| TEXT TO READ |
▬▬▬▬▬▬

NEW YORK: US stocks fell on Wednesday as the reality of the government shutdown depressed markets and raised concerns about the possibility of a US debt default due to political gridlock.
The Dow Jones Industrial Average fell 58.56 points (0.39 percent) to 15,133.14.
The broad-based S&P 500 slipped 1.13 points (0.07 percent) to 1,693.87, while the tech-rich Nasdaq Composite Index gave up 2.96 points (0.08 percent) at 3,815.02.
The losses were a reversal from Tuesday, the first day of the partial government shutdown, when US stocks advanced on hopes that battling Republicans and Democrats in the US Congress would reach a budget compromise soon to fund operations.
But "hearing some of the rhetoric floating around, it has been pretty clear that both sides were pretty entrenched in their stances and that something was not going to get done within a day or two," said Michael James, managing director of equity trading at Wedbush Securities.
James said it remained likely that Congress would agree to raise the debt ceiling later in October to avoid a sovereign default. However, he added, "with things as acrimonious as they are in Washington right now, nothing would surprise me."
"There is going to be a lot of uncertainty and uncertainty usually breeds selling."
Fresh jobs data also dragged on stocks. Payrolls firm ADP said the private sector added 166,000 jobs in September, below what analysts had expected and too low to meaningfully reduce the jobless rate.
Among components in the Dow, some of the biggest losses were seen by American Express (down 1.5 percent), Coca-Cola (down 1.4 percent) and Merck (down 0.8 percent).

▬▬▬▬▬▬

| GIVEN INFORMATION |

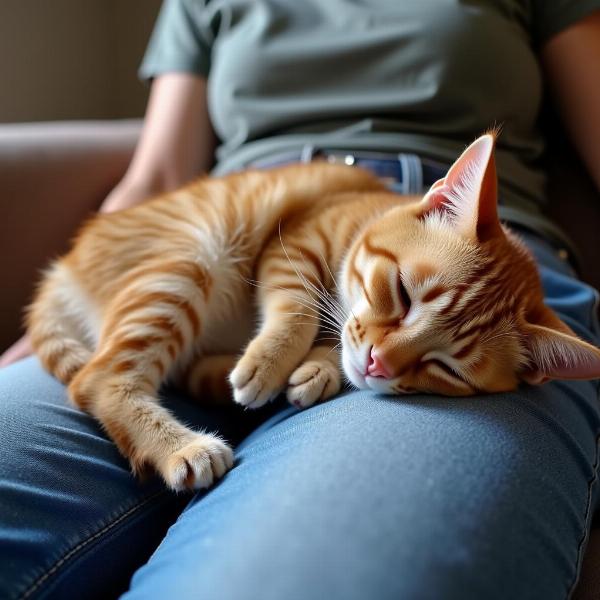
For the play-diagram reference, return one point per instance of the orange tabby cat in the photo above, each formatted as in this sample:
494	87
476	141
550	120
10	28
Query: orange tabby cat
434	295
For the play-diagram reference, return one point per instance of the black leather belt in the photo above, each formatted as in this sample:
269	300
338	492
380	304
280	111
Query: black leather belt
406	173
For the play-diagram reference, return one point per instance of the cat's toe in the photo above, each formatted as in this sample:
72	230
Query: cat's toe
253	383
312	382
197	464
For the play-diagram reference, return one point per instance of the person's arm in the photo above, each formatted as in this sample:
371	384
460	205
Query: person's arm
571	61
176	144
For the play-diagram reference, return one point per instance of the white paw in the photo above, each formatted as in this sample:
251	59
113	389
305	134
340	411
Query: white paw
197	464
255	382
312	382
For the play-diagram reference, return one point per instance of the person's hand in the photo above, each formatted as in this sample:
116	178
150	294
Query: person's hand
20	349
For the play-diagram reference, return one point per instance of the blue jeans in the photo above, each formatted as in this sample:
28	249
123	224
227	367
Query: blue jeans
361	497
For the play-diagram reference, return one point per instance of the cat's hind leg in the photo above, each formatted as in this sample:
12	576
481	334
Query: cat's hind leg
148	329
316	379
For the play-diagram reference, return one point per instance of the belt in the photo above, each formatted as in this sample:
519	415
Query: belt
405	173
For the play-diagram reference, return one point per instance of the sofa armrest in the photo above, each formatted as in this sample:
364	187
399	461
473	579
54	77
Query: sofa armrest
52	175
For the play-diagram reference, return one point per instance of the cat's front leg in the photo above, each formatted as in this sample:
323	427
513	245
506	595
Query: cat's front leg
316	379
285	339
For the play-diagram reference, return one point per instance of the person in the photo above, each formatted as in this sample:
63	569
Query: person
363	496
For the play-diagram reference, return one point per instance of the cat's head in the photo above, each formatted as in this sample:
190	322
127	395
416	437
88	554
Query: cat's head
441	298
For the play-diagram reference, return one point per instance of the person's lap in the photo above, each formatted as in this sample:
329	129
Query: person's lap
363	496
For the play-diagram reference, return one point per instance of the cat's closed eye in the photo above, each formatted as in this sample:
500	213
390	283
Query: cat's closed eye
404	296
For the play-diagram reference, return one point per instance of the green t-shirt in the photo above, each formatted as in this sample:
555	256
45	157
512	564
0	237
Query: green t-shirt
423	76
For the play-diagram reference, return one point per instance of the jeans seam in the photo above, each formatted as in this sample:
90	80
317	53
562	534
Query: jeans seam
85	543
587	519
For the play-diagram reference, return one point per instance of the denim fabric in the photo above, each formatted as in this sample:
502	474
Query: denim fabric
361	497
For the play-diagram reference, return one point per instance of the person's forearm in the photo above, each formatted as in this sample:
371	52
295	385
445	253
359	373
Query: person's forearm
572	64
176	144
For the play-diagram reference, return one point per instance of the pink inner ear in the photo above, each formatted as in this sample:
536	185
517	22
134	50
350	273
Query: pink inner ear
557	355
468	193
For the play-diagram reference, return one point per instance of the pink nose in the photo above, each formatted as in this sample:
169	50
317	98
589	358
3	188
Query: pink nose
375	367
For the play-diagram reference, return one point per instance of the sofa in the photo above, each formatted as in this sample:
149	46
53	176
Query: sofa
54	175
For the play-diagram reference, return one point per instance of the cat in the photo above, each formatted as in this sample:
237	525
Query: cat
432	294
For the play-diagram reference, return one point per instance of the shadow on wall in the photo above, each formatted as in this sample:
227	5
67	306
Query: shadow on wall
73	59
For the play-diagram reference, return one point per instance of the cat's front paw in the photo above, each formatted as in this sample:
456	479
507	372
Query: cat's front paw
256	380
313	381
197	464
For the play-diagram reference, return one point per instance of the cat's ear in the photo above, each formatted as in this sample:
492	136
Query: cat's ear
556	353
468	195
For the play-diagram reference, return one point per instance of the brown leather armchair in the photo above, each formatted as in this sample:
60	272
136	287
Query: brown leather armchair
53	175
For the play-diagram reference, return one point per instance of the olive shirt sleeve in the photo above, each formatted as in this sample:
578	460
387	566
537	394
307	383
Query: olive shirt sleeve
550	17
181	40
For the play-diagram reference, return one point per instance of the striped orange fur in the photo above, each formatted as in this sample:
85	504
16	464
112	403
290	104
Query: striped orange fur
425	294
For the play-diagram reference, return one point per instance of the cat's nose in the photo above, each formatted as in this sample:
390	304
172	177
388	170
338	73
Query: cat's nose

▬▬▬▬▬▬

| STATED TASK A |
Return the passage of the stock market report starting with "NEW YORK: US" and going on through "percent) at 3,815.02.", copied word for word.
| STATED TASK B |
Supply the next part of the stock market report, picking up after its final sentence.

| REPLY A |
NEW YORK: US stocks fell on Wednesday as the reality of the government shutdown depressed markets and raised concerns about the possibility of a US debt default due to political gridlock.
The Dow Jones Industrial Average fell 58.56 points (0.39 percent) to 15,133.14.
The broad-based S&P 500 slipped 1.13 points (0.07 percent) to 1,693.87, while the tech-rich Nasdaq Composite Index gave up 2.96 points (0.08 percent) at 3,815.02.

| REPLY B |
Agricultural business giant Monsanto fell 1.0 percent after quarterly losses came in at 47 cents per share, worse than the projected 43 cents per share. Monsanto also announced plans to acquire Climate Corp. for $930 million, an effort to boost its data analysis for customers.
Wells Fargo lost 0.6 percent after the New York attorney general, Eric Schneiderman, said he was suing the banking giant for violating a 2012 national settlement on mortgage practices. He also announced a settlement-related agreement with Bank of America, giving it 120 days to implement systemic reforms or face litigation. BofA rose 1.2 percent.
Auction house Sotheby's advanced 0.7 percent after hedge fund Third Point called for a new chief executive and a shake-up of the company.
Bond prices rose. The yield on the 10-year Treasury fell to 2.63 percent from 2.65 percent on Tuesday, while the 30-year dropped to 3.71 percent from 3.72 percent. Prices and yields move inversely.